◆ WHAT IS BEING ASKED ◆
Convert the listing below into a JSON list of strings, with one string per line and any blank lines omitted.

#####

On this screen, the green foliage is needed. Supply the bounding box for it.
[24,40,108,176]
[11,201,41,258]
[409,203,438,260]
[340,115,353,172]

#####

◆ CORRECT RESPONSE ◆
[
  "On this screen, the green foliage is needed. Supply the bounding box for it.",
  "[24,40,108,176]",
  "[11,201,41,258]",
  "[409,203,438,260]",
  "[340,115,353,172]"
]